Required task
Give only the number of lines in the records below that contain the string "bbox", counting a match only when the case is the same.

━━━━━━━━━━━━━━━━━━━━━━━━━━━━━━

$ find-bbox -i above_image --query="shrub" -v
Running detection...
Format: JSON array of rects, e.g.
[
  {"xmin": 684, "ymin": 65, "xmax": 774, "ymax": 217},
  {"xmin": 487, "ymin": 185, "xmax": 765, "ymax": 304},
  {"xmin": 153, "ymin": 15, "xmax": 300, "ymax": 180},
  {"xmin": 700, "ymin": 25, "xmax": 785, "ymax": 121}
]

━━━━━━━━━━━━━━━━━━━━━━━━━━━━━━

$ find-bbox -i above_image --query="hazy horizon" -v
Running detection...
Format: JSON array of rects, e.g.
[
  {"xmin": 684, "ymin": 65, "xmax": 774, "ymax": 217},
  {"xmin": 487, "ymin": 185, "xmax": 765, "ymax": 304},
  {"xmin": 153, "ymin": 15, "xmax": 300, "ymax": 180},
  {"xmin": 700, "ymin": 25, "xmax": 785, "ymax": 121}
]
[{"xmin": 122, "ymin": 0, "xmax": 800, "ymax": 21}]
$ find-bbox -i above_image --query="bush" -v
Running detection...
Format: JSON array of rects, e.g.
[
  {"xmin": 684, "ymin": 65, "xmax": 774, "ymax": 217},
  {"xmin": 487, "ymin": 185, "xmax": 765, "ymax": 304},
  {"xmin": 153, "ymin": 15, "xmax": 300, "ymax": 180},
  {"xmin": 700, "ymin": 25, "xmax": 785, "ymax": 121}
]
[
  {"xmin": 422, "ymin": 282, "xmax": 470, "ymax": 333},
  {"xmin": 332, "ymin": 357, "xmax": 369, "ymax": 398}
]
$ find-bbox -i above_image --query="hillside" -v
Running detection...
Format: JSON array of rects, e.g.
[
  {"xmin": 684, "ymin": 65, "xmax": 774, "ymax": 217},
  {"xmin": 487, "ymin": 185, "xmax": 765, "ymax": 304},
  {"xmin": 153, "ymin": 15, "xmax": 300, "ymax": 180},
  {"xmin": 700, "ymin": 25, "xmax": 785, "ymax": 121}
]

━━━━━━━━━━━━━━━━━━━━━━━━━━━━━━

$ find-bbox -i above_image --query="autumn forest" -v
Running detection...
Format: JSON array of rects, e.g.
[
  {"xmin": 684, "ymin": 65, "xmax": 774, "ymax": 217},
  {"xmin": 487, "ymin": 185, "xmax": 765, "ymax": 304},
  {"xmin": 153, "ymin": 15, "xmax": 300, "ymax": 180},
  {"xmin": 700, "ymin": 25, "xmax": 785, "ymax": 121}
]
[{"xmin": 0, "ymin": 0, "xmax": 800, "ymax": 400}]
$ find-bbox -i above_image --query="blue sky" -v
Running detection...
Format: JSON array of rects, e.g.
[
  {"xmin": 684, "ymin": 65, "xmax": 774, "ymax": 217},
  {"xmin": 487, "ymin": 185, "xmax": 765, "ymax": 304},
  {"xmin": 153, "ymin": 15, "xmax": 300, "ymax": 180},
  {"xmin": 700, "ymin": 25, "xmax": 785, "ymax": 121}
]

━━━━━━━━━━━━━━━━━━━━━━━━━━━━━━

Written reply
6